> [Work required]
All lines of the records below that contain the word "wire" must be listed.

START Data to examine

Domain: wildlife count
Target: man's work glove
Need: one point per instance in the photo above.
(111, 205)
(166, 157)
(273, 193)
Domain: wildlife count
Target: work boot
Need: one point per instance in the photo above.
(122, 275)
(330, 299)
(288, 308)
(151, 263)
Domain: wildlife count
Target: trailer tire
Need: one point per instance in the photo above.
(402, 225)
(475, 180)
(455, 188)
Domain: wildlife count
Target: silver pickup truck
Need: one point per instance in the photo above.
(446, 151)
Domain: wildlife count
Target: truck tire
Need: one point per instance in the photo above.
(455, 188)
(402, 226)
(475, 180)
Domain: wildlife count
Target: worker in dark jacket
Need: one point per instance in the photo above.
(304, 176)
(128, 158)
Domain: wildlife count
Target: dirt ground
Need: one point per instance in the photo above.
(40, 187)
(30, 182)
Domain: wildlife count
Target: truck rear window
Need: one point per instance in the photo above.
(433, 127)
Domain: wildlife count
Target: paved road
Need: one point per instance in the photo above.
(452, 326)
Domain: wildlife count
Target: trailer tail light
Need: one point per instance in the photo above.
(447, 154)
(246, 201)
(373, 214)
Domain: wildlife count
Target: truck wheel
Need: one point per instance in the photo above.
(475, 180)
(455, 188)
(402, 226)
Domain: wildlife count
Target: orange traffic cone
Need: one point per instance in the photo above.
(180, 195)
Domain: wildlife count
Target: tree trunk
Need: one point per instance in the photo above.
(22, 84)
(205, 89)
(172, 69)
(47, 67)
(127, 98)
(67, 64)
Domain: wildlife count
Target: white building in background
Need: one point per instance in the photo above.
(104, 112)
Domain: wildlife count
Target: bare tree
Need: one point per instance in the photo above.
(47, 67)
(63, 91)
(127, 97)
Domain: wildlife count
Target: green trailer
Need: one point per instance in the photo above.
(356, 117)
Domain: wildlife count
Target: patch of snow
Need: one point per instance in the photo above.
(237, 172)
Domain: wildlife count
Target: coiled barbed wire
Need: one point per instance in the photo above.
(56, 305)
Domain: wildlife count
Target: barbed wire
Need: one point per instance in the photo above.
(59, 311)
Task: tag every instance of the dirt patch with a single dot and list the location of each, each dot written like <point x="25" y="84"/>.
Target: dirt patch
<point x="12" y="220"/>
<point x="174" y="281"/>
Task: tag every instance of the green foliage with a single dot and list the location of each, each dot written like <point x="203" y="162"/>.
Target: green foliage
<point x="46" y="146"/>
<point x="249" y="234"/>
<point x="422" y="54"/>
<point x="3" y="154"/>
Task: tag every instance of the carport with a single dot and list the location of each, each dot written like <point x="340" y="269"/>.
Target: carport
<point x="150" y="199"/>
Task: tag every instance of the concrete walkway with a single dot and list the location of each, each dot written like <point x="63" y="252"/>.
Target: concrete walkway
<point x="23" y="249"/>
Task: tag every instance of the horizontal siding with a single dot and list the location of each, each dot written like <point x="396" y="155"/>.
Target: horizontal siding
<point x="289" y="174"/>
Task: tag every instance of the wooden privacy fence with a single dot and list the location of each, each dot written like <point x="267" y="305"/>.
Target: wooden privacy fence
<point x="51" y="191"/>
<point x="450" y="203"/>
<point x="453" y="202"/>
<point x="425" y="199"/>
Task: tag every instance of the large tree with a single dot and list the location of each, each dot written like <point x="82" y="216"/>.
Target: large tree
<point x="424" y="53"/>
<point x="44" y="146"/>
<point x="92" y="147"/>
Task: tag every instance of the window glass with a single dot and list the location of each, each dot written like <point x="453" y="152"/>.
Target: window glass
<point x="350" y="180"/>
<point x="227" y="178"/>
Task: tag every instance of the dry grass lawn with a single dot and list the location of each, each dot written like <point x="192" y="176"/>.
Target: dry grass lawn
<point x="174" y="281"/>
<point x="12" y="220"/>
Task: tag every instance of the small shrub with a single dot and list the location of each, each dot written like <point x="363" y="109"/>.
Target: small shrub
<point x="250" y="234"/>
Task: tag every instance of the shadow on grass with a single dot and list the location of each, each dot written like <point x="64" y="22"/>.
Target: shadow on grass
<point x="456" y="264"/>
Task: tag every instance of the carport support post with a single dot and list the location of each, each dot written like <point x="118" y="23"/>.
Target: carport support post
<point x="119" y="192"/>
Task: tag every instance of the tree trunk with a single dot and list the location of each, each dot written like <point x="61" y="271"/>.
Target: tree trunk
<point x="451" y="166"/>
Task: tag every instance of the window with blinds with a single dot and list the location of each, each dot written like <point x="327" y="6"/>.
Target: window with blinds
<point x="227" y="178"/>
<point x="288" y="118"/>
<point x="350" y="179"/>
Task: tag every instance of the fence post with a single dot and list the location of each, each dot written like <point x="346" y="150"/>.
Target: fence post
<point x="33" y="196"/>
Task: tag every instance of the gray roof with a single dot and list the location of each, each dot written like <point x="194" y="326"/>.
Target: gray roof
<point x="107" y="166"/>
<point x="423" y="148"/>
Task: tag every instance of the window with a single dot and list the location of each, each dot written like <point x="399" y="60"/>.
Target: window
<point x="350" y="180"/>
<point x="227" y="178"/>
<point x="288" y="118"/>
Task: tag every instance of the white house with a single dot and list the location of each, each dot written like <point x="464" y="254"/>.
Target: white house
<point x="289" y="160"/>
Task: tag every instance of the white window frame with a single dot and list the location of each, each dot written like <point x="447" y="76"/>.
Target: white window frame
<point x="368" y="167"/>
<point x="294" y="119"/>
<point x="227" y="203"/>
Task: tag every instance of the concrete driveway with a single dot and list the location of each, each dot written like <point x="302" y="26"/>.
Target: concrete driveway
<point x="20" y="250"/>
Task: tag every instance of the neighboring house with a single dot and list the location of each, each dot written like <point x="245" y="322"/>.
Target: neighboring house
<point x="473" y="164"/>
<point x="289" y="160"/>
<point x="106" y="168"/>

END Data to examine

> [Exercise solution]
Target: coiled barbed wire
Target: barbed wire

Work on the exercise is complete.